- **PASSAGE SHOWN**:
========

Bursty NFS Transfers
I noticed some odd behavior the other day when transferring a large amount of files to my NFS server. When watching the transfer the file copies would happen in large 'bursts' with reads from the disk occurring, then stopping followed by large long transfers on the network (saturating the gigabit uplink)
It turns out i had been bitten by write caching and specifically the writeback behavior of Linux. Linux has several tunable knobs related to writeback of dirty pages from the FS layer back out to disk:
Of the flags above, the bytes vs ratio allows you to specify the buffer size as a percentage of system memory (via the ratio version) or an exact amount (via the bytes amount). Writing to either one of these files causes the other to return 0.
The difference between the 'background' and non background is a bit more subtle. Linux will start writing data back out to the backing store once the pages 'expire' OR once the background threshold has been reached. If more data is accumulated this will be accumulated until it hits the non background threshold and the writer will block while Linux catches up.
The other 2 flags to consider is the dirtytime_expire and the dirty_writeback. The dirty_writeback controls how often the kernel flusher wakes up to see if data needs to be written and dirtytime_expire is how old data must be before being a candidate for write out. On my system the kernel wakes up every 5 seconds to write out data older than 30 seconds.

========

- **INFORMATION SUPPLIED**:
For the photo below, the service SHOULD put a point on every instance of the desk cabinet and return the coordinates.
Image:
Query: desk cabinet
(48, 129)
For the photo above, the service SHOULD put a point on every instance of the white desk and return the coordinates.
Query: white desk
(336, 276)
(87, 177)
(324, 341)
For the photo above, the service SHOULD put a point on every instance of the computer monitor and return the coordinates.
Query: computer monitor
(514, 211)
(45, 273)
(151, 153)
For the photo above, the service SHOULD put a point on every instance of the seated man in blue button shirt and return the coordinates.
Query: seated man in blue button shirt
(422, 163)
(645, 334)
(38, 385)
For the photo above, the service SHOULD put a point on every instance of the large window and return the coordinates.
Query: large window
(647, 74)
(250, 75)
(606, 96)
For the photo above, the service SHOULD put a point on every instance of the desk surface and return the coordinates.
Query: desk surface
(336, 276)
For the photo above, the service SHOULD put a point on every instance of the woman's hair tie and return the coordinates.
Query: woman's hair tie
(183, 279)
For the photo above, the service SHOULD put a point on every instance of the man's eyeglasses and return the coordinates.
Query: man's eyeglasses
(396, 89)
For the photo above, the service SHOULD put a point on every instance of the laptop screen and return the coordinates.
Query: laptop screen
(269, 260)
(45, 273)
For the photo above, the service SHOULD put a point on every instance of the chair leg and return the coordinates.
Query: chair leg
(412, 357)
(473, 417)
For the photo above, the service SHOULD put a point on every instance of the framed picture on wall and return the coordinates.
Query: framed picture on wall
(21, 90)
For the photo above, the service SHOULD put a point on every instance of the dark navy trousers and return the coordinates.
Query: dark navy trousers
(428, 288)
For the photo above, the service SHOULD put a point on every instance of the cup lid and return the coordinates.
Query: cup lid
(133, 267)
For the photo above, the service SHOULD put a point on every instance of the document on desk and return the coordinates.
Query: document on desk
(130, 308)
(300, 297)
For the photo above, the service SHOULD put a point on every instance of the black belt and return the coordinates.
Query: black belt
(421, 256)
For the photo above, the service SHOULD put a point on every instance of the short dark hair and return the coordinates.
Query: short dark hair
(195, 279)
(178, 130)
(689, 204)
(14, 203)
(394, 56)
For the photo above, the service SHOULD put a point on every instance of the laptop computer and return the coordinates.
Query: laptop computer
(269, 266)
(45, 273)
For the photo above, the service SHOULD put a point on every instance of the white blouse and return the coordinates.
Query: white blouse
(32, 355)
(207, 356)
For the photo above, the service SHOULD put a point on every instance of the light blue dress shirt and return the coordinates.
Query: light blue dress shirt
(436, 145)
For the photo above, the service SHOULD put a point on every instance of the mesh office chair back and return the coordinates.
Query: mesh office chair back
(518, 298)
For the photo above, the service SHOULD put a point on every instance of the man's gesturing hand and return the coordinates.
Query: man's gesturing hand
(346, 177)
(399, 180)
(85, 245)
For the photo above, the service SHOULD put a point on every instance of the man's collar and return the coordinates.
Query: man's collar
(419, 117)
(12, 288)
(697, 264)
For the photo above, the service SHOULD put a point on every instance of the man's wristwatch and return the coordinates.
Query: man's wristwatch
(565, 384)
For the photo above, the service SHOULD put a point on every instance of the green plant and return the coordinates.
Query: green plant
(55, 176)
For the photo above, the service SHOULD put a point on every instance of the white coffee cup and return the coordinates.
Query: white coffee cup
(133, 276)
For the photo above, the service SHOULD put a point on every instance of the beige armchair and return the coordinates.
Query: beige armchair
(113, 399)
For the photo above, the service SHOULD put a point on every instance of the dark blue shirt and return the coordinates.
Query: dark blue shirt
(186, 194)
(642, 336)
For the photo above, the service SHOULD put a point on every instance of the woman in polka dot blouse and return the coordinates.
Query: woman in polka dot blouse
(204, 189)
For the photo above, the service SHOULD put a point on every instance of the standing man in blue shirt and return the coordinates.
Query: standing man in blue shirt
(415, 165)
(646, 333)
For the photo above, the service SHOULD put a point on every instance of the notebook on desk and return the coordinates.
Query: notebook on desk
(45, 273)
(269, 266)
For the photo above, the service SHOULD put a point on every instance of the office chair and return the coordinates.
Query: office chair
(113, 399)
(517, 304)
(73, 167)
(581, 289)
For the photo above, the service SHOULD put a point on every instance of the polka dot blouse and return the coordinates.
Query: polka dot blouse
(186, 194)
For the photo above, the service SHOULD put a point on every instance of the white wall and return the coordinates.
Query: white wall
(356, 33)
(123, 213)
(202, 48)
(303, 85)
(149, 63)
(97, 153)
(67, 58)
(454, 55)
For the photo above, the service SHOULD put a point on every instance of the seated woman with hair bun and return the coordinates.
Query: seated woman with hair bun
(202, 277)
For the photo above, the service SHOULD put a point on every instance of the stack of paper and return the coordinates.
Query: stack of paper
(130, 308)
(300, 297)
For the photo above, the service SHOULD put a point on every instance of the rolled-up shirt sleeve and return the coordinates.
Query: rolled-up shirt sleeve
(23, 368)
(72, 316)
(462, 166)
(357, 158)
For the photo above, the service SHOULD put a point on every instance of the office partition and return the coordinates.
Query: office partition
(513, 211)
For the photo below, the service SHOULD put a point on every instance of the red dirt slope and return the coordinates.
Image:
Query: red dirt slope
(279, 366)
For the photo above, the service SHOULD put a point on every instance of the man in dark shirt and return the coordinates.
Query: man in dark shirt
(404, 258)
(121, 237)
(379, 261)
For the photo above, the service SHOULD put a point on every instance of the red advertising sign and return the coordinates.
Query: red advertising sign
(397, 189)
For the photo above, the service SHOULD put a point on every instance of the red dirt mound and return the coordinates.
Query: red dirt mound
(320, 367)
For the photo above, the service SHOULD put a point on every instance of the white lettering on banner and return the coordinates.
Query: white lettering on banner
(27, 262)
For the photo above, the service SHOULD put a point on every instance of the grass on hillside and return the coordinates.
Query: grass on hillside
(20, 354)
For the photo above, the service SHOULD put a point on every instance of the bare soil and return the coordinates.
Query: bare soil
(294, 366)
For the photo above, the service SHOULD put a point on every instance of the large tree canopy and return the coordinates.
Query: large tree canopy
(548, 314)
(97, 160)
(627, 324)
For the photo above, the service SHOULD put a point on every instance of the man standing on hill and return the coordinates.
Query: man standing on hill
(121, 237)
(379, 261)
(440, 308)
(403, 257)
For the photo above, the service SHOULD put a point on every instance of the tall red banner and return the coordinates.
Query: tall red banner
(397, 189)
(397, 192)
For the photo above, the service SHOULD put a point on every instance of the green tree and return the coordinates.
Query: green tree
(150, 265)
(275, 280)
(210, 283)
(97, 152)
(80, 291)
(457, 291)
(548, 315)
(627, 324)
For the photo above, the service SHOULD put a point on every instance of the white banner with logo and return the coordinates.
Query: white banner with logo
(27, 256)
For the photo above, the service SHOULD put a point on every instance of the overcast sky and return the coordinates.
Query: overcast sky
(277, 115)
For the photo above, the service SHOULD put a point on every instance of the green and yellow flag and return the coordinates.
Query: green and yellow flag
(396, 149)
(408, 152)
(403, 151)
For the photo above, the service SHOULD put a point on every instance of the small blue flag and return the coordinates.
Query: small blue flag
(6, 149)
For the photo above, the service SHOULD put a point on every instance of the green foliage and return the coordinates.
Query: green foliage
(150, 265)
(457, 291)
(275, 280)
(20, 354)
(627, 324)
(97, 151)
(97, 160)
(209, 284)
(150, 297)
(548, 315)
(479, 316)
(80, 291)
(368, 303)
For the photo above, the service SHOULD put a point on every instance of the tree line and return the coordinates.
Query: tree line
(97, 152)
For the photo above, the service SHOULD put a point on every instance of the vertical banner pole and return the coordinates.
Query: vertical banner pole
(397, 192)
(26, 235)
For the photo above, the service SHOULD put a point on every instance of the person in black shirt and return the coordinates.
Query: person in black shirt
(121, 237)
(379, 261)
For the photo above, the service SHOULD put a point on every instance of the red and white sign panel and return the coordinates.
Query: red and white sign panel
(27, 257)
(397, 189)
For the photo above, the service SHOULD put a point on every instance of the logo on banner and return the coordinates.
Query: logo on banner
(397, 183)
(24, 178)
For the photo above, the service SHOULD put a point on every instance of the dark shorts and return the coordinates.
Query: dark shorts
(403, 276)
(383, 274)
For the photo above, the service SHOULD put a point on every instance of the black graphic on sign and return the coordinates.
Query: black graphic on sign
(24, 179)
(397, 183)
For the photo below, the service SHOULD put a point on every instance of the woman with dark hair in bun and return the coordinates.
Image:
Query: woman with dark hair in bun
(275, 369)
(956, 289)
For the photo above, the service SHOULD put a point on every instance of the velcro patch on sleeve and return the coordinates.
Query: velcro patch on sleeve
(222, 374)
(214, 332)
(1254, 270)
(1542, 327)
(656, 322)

========

- **EXERCISES TO COMPLETE**:
**1.** Which terms does the post on bursty NFS transfers put in single quotation marks? List each one.
**2.** Answer these about the post on bursty NFS transfers:
(a) When one of the bytes or ratio files is written to, what does the other one return?
(b) What happens to the writer once the non background threshold is reached?
(c) How often does the kernel wake up on the author's system?
**3.** Transcribe the post on bursty NFS transfers starting with "The difference between" and going on through "Linux catches up.".

- **ANSWERS FOR THIS EXERCISE**:
**1.**
- bursts
- background
- expire

**2.**
(a) It returns 0.
(b) The writer blocks while Linux catches up.
(c) Every 5 seconds.

**3.**
The difference between the 'background' and non background is a bit more subtle. Linux will start writing data back out to the backing store once the pages 'expire' OR once the background threshold has been reached. If more data is accumulated this will be accumulated until it hits the non background threshold and the writer will block while Linux catches up.